>> Start

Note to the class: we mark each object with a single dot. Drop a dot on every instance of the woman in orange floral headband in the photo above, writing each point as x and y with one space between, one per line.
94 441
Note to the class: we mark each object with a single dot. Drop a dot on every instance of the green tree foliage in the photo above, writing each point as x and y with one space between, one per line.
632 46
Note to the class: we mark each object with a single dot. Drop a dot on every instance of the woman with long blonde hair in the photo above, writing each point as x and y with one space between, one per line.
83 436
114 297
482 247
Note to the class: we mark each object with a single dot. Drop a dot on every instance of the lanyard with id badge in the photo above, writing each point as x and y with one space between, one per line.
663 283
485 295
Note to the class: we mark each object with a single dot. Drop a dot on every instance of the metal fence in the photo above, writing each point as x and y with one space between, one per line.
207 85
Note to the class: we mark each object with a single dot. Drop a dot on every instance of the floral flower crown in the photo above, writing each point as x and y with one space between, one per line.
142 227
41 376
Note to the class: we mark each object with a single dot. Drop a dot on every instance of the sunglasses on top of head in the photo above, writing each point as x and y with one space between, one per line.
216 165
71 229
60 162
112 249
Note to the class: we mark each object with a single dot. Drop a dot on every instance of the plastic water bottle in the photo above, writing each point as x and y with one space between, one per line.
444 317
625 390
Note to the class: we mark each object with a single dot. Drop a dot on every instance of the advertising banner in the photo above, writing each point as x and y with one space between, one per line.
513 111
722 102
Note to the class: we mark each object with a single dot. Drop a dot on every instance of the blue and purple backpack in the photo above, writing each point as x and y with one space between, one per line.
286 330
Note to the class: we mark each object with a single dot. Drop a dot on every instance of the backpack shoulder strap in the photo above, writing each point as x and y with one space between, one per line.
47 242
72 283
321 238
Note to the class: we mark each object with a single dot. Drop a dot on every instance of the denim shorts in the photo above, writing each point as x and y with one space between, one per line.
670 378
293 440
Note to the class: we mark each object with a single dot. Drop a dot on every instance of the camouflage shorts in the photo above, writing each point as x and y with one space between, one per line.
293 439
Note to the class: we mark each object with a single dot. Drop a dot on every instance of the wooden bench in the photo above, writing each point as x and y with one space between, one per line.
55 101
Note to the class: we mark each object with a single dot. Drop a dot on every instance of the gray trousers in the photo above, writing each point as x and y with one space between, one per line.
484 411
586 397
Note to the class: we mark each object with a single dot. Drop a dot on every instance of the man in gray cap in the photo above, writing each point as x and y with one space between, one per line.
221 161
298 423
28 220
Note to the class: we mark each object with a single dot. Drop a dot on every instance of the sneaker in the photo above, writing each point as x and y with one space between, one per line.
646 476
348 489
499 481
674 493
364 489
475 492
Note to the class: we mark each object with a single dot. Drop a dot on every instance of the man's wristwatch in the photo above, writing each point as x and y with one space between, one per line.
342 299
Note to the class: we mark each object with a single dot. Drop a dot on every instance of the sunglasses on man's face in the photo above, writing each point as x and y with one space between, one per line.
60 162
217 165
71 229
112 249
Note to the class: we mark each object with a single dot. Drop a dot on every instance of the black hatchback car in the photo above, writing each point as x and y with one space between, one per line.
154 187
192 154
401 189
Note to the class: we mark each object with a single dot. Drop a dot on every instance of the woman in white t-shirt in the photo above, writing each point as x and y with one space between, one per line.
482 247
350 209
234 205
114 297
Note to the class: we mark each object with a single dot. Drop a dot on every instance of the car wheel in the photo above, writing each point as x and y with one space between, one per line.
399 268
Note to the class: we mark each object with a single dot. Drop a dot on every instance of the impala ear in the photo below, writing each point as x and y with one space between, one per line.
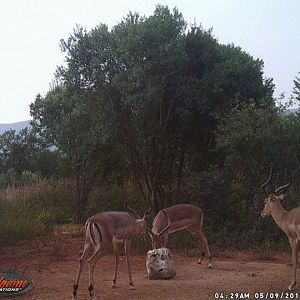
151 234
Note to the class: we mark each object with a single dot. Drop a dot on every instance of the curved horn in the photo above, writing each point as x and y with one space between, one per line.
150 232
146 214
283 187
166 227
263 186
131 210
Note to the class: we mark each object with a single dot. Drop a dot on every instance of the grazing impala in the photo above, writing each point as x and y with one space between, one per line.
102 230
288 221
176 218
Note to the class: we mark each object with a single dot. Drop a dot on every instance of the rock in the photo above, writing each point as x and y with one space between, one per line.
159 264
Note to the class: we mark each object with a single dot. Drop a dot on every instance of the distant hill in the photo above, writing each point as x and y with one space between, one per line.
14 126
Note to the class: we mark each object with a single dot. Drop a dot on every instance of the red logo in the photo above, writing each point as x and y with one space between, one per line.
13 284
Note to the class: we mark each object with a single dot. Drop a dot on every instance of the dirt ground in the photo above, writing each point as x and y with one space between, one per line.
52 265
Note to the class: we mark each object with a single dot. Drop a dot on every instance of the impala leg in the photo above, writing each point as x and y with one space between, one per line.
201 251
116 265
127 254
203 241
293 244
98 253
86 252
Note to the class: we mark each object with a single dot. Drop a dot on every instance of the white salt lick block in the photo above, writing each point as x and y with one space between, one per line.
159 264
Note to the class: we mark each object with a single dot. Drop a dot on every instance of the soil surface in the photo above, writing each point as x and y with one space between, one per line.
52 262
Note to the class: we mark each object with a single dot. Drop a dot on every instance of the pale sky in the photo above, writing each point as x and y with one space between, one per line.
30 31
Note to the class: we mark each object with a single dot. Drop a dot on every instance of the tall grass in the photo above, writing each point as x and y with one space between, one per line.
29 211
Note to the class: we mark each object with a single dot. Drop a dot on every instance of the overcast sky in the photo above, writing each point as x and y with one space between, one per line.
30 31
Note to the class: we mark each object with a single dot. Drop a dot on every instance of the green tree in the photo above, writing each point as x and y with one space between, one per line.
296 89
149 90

>> End
>> Start

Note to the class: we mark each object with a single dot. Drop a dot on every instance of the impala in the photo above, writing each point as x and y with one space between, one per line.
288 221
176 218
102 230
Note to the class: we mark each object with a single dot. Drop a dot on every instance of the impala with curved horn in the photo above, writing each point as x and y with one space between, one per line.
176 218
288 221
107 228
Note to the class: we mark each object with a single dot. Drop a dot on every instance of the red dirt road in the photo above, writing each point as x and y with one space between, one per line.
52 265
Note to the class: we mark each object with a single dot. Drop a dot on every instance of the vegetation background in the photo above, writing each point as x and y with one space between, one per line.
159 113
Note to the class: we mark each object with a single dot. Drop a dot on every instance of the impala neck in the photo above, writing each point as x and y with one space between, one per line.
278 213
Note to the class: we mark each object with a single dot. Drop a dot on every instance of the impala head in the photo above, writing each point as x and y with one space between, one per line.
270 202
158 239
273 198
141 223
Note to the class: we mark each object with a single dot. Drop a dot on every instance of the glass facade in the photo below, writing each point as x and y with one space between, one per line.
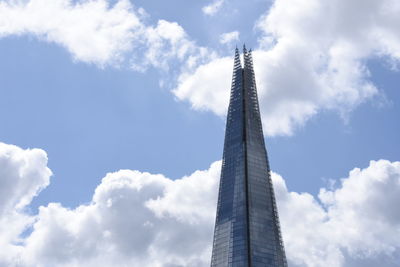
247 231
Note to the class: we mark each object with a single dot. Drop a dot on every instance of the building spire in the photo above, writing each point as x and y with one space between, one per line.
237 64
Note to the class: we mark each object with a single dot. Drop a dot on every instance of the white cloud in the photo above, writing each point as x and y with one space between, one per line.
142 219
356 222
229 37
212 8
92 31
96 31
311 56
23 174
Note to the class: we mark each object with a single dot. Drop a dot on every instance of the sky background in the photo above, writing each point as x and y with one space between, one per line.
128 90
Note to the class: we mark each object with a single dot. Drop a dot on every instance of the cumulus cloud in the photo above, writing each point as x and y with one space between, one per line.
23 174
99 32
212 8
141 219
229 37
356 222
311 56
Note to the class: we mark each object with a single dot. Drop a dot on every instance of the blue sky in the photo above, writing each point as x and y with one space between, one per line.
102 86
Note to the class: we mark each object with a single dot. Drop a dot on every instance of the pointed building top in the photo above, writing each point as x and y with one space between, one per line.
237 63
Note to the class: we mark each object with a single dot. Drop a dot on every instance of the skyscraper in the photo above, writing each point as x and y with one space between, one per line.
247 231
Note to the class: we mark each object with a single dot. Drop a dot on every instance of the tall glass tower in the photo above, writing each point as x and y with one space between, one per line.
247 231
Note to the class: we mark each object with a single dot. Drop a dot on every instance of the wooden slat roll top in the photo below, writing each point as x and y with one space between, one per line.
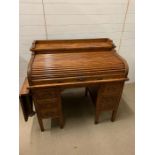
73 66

>> End

Requirements ::
Filter the items above down to every line that contains the word "backpack", and copy each of those lines in full.

Reply ::
Note to the class: we mark each object with a single dot. Drop a dot on every instance of the blue and purple backpack in the photo above, writing each point as x and y with one space between, one per line.
Note to the class: we mark each object with a single dot. Drop a dot on every instance of the backpack shoulder strap in the photo above, writing each point as x and y with one space between, one per line.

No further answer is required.